### BRIEF:
Strip the pictures, then copy the remaining data exactly as it stands.
START ENTRIES SUPPLIED
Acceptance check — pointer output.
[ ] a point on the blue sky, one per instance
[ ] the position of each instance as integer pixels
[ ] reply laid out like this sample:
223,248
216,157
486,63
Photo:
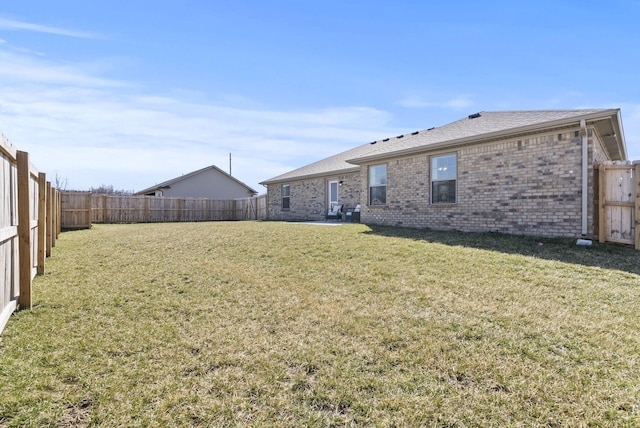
END ENTRIES SUPPLIED
### EXERCISE RESPONSE:
Acceptance check — pointer output.
[ ] a point on the blue sky, one per instance
[ ] the position of each instance as integer pixels
[ ] reply laid out like this sample:
223,248
216,157
486,63
Photo:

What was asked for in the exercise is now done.